▸ **What is expected**
Print exactly, and only, the lines running from the line containing "mark: crop row" through the end of the records below.

Photo-based point labeling data
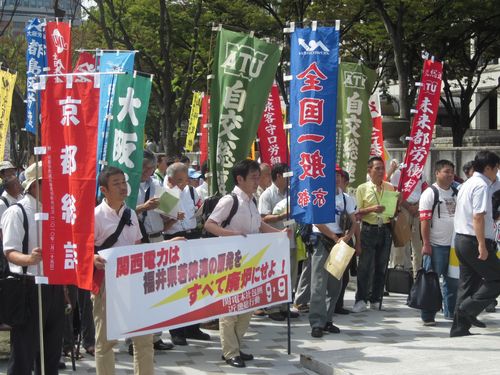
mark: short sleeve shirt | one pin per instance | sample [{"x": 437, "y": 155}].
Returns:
[
  {"x": 367, "y": 196},
  {"x": 474, "y": 197},
  {"x": 268, "y": 200},
  {"x": 247, "y": 218},
  {"x": 3, "y": 206},
  {"x": 442, "y": 226},
  {"x": 13, "y": 230},
  {"x": 106, "y": 222}
]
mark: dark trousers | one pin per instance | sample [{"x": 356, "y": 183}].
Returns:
[
  {"x": 24, "y": 340},
  {"x": 375, "y": 250},
  {"x": 479, "y": 283}
]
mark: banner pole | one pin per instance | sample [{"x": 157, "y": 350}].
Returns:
[
  {"x": 287, "y": 195},
  {"x": 39, "y": 268}
]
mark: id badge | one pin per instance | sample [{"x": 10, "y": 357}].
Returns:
[{"x": 380, "y": 221}]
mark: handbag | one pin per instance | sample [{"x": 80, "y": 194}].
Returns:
[
  {"x": 17, "y": 291},
  {"x": 425, "y": 293},
  {"x": 398, "y": 281},
  {"x": 401, "y": 231}
]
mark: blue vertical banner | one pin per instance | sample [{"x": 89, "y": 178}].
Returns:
[
  {"x": 36, "y": 61},
  {"x": 117, "y": 61},
  {"x": 313, "y": 109}
]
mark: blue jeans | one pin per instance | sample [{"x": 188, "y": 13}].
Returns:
[
  {"x": 438, "y": 262},
  {"x": 375, "y": 250}
]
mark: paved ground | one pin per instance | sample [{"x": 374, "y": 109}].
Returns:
[{"x": 375, "y": 342}]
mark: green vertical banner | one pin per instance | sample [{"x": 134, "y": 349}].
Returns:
[
  {"x": 354, "y": 123},
  {"x": 243, "y": 69},
  {"x": 126, "y": 132}
]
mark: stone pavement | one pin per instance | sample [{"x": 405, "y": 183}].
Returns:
[{"x": 375, "y": 342}]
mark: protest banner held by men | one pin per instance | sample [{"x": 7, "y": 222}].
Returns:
[{"x": 116, "y": 227}]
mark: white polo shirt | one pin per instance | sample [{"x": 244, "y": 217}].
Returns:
[
  {"x": 106, "y": 222},
  {"x": 186, "y": 205},
  {"x": 417, "y": 192},
  {"x": 152, "y": 220},
  {"x": 247, "y": 218},
  {"x": 442, "y": 228},
  {"x": 474, "y": 197},
  {"x": 13, "y": 230},
  {"x": 268, "y": 200},
  {"x": 339, "y": 207},
  {"x": 12, "y": 200}
]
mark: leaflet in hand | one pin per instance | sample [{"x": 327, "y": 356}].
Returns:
[{"x": 169, "y": 202}]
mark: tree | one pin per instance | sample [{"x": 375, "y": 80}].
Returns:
[{"x": 465, "y": 37}]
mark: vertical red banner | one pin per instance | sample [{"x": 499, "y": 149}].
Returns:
[
  {"x": 69, "y": 135},
  {"x": 422, "y": 127},
  {"x": 272, "y": 136},
  {"x": 58, "y": 35},
  {"x": 377, "y": 147},
  {"x": 205, "y": 111}
]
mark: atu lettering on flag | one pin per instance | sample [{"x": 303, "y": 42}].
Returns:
[
  {"x": 244, "y": 69},
  {"x": 69, "y": 128},
  {"x": 272, "y": 137},
  {"x": 354, "y": 121},
  {"x": 126, "y": 132},
  {"x": 422, "y": 127},
  {"x": 313, "y": 107},
  {"x": 156, "y": 286}
]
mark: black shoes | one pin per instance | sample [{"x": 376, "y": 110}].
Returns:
[
  {"x": 471, "y": 319},
  {"x": 160, "y": 345},
  {"x": 244, "y": 356},
  {"x": 282, "y": 315},
  {"x": 277, "y": 316},
  {"x": 341, "y": 311},
  {"x": 329, "y": 327},
  {"x": 198, "y": 335},
  {"x": 178, "y": 340},
  {"x": 236, "y": 361},
  {"x": 317, "y": 332}
]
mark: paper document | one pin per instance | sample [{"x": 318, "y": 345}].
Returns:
[
  {"x": 390, "y": 201},
  {"x": 169, "y": 202}
]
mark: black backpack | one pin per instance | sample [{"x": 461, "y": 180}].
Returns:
[
  {"x": 208, "y": 207},
  {"x": 436, "y": 198}
]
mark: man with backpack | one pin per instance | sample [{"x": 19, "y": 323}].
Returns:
[
  {"x": 479, "y": 282},
  {"x": 21, "y": 249},
  {"x": 185, "y": 226},
  {"x": 246, "y": 220},
  {"x": 437, "y": 212},
  {"x": 325, "y": 289}
]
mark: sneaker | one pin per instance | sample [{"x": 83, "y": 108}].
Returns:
[
  {"x": 317, "y": 332},
  {"x": 303, "y": 308},
  {"x": 359, "y": 306},
  {"x": 374, "y": 305},
  {"x": 490, "y": 307}
]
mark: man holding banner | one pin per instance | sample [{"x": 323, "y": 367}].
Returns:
[
  {"x": 111, "y": 221},
  {"x": 18, "y": 222},
  {"x": 246, "y": 220}
]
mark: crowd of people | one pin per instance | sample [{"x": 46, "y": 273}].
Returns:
[{"x": 439, "y": 213}]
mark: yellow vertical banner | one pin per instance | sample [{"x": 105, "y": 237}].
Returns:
[
  {"x": 193, "y": 121},
  {"x": 7, "y": 82}
]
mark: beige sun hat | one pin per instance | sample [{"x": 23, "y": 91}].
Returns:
[
  {"x": 32, "y": 173},
  {"x": 6, "y": 165}
]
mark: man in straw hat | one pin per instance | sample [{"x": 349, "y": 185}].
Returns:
[{"x": 24, "y": 338}]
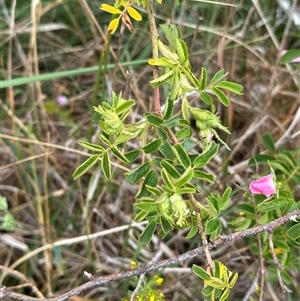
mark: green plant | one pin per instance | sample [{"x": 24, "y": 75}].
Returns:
[
  {"x": 170, "y": 164},
  {"x": 8, "y": 222},
  {"x": 170, "y": 168}
]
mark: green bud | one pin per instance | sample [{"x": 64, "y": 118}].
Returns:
[{"x": 179, "y": 209}]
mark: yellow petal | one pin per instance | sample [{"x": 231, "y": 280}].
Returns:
[
  {"x": 113, "y": 25},
  {"x": 110, "y": 9},
  {"x": 133, "y": 13},
  {"x": 126, "y": 20}
]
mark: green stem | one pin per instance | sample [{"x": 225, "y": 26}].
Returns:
[{"x": 154, "y": 36}]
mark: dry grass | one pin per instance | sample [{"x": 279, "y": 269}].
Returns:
[{"x": 39, "y": 149}]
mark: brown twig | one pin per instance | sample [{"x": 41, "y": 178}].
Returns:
[
  {"x": 277, "y": 263},
  {"x": 95, "y": 281}
]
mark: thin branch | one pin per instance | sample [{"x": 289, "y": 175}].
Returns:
[
  {"x": 95, "y": 281},
  {"x": 277, "y": 263},
  {"x": 154, "y": 36}
]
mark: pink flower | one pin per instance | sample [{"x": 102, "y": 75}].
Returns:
[
  {"x": 264, "y": 185},
  {"x": 295, "y": 60},
  {"x": 62, "y": 100}
]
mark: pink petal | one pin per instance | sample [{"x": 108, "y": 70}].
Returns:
[
  {"x": 62, "y": 100},
  {"x": 264, "y": 185}
]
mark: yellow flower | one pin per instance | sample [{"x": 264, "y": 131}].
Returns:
[{"x": 133, "y": 13}]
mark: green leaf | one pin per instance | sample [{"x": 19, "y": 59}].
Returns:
[
  {"x": 203, "y": 79},
  {"x": 183, "y": 133},
  {"x": 170, "y": 169},
  {"x": 170, "y": 55},
  {"x": 217, "y": 77},
  {"x": 201, "y": 175},
  {"x": 152, "y": 146},
  {"x": 188, "y": 144},
  {"x": 106, "y": 166},
  {"x": 167, "y": 150},
  {"x": 161, "y": 79},
  {"x": 188, "y": 188},
  {"x": 231, "y": 87},
  {"x": 246, "y": 208},
  {"x": 289, "y": 56},
  {"x": 294, "y": 232},
  {"x": 268, "y": 142},
  {"x": 201, "y": 273},
  {"x": 206, "y": 98},
  {"x": 182, "y": 51},
  {"x": 9, "y": 223},
  {"x": 153, "y": 119},
  {"x": 213, "y": 204},
  {"x": 185, "y": 177},
  {"x": 147, "y": 234},
  {"x": 169, "y": 108},
  {"x": 172, "y": 34},
  {"x": 271, "y": 205},
  {"x": 3, "y": 203},
  {"x": 91, "y": 146},
  {"x": 135, "y": 175},
  {"x": 185, "y": 108},
  {"x": 213, "y": 225},
  {"x": 205, "y": 157},
  {"x": 175, "y": 86},
  {"x": 161, "y": 62},
  {"x": 85, "y": 166},
  {"x": 222, "y": 97},
  {"x": 166, "y": 225},
  {"x": 147, "y": 206},
  {"x": 182, "y": 155},
  {"x": 151, "y": 180},
  {"x": 166, "y": 179},
  {"x": 119, "y": 155},
  {"x": 131, "y": 156}
]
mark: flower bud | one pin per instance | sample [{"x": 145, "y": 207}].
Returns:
[{"x": 264, "y": 185}]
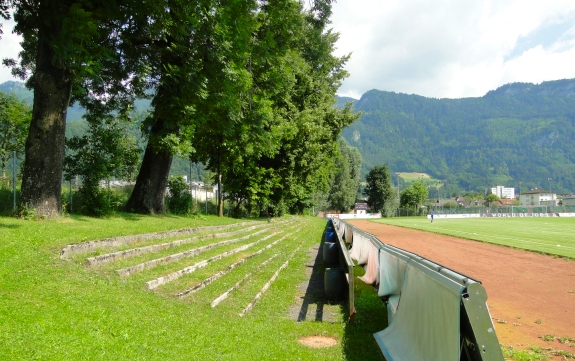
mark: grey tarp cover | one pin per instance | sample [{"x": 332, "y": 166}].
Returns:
[
  {"x": 426, "y": 325},
  {"x": 366, "y": 254},
  {"x": 391, "y": 272},
  {"x": 348, "y": 233},
  {"x": 360, "y": 248}
]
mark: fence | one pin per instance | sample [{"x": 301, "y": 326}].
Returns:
[
  {"x": 508, "y": 209},
  {"x": 434, "y": 313}
]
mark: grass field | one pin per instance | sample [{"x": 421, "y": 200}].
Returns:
[
  {"x": 555, "y": 236},
  {"x": 63, "y": 309}
]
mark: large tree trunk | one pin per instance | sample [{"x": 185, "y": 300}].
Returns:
[
  {"x": 220, "y": 192},
  {"x": 42, "y": 173},
  {"x": 149, "y": 192}
]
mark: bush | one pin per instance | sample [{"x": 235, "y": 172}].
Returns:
[{"x": 180, "y": 201}]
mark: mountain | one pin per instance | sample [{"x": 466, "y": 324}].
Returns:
[{"x": 520, "y": 134}]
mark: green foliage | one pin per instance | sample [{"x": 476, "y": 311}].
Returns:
[
  {"x": 105, "y": 151},
  {"x": 449, "y": 204},
  {"x": 15, "y": 118},
  {"x": 491, "y": 198},
  {"x": 345, "y": 185},
  {"x": 179, "y": 199},
  {"x": 414, "y": 196},
  {"x": 381, "y": 195},
  {"x": 517, "y": 133}
]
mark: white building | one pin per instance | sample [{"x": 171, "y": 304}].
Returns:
[
  {"x": 569, "y": 200},
  {"x": 538, "y": 197},
  {"x": 503, "y": 192}
]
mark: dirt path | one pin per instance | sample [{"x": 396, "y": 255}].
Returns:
[{"x": 532, "y": 291}]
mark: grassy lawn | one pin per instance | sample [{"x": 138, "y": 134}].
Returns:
[
  {"x": 55, "y": 309},
  {"x": 547, "y": 235}
]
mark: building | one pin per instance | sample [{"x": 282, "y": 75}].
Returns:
[
  {"x": 538, "y": 197},
  {"x": 503, "y": 192},
  {"x": 361, "y": 208},
  {"x": 569, "y": 200}
]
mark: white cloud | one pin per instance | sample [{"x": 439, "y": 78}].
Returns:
[
  {"x": 452, "y": 48},
  {"x": 9, "y": 48},
  {"x": 443, "y": 48}
]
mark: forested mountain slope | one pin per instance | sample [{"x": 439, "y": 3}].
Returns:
[{"x": 520, "y": 132}]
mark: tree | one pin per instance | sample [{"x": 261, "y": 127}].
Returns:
[
  {"x": 171, "y": 38},
  {"x": 274, "y": 142},
  {"x": 379, "y": 190},
  {"x": 105, "y": 151},
  {"x": 346, "y": 181},
  {"x": 414, "y": 196},
  {"x": 491, "y": 198},
  {"x": 65, "y": 44},
  {"x": 14, "y": 122}
]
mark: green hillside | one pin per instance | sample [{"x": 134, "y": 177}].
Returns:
[{"x": 520, "y": 132}]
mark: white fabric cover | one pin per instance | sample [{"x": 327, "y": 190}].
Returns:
[
  {"x": 360, "y": 248},
  {"x": 371, "y": 275},
  {"x": 348, "y": 234},
  {"x": 392, "y": 304},
  {"x": 426, "y": 325}
]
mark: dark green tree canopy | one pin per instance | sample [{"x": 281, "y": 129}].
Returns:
[
  {"x": 15, "y": 118},
  {"x": 379, "y": 189}
]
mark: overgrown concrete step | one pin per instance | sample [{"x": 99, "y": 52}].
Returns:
[
  {"x": 227, "y": 270},
  {"x": 155, "y": 283},
  {"x": 128, "y": 271},
  {"x": 132, "y": 252},
  {"x": 84, "y": 247},
  {"x": 266, "y": 286}
]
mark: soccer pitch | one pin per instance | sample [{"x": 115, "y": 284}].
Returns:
[{"x": 554, "y": 236}]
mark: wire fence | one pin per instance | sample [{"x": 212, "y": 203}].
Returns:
[{"x": 482, "y": 210}]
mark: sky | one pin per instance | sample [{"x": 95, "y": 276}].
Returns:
[
  {"x": 453, "y": 48},
  {"x": 440, "y": 48}
]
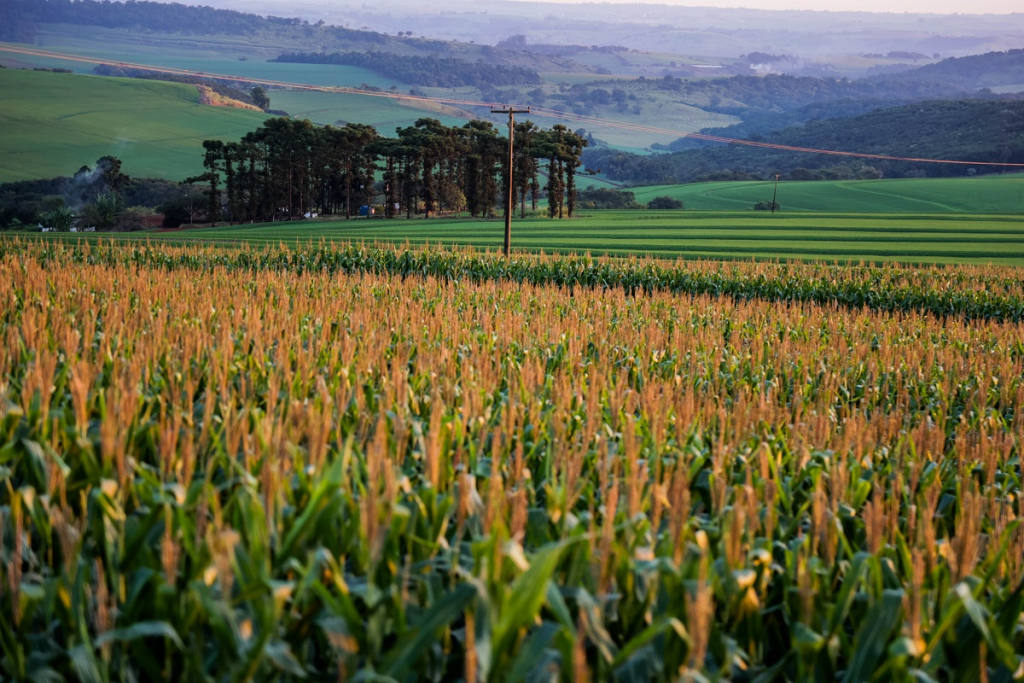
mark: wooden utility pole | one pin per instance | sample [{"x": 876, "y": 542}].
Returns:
[{"x": 511, "y": 111}]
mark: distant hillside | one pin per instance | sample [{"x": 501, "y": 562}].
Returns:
[
  {"x": 429, "y": 71},
  {"x": 971, "y": 130},
  {"x": 55, "y": 122},
  {"x": 19, "y": 20},
  {"x": 979, "y": 71}
]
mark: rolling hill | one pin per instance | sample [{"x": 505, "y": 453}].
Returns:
[
  {"x": 55, "y": 122},
  {"x": 988, "y": 195}
]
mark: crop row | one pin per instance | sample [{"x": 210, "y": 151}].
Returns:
[
  {"x": 968, "y": 292},
  {"x": 253, "y": 465}
]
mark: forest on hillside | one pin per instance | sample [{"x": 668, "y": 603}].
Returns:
[
  {"x": 969, "y": 130},
  {"x": 288, "y": 168}
]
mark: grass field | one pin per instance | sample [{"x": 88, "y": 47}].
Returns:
[
  {"x": 984, "y": 195},
  {"x": 55, "y": 123},
  {"x": 881, "y": 238},
  {"x": 329, "y": 109}
]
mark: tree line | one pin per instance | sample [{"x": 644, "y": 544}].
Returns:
[{"x": 288, "y": 168}]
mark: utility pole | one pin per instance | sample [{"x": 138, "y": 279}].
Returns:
[{"x": 511, "y": 111}]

▸ **Completed task**
mark: crop row | one pin per instance | sample [{"x": 210, "y": 151}].
Returns:
[
  {"x": 968, "y": 292},
  {"x": 253, "y": 465}
]
mark: forest on hillside | one pin per instance | sample [{"x": 668, "y": 603}].
Returns:
[
  {"x": 969, "y": 130},
  {"x": 288, "y": 168}
]
mark: grass field | one pin per instance | sample [{"x": 88, "y": 47}].
Returns:
[
  {"x": 984, "y": 195},
  {"x": 55, "y": 123},
  {"x": 881, "y": 238},
  {"x": 329, "y": 109}
]
mark: tree line | one pin per instance | sample [{"x": 644, "y": 544}].
Returns:
[{"x": 288, "y": 168}]
mark: utility pole | one pin per instance | sample [{"x": 138, "y": 279}].
Returns:
[{"x": 511, "y": 111}]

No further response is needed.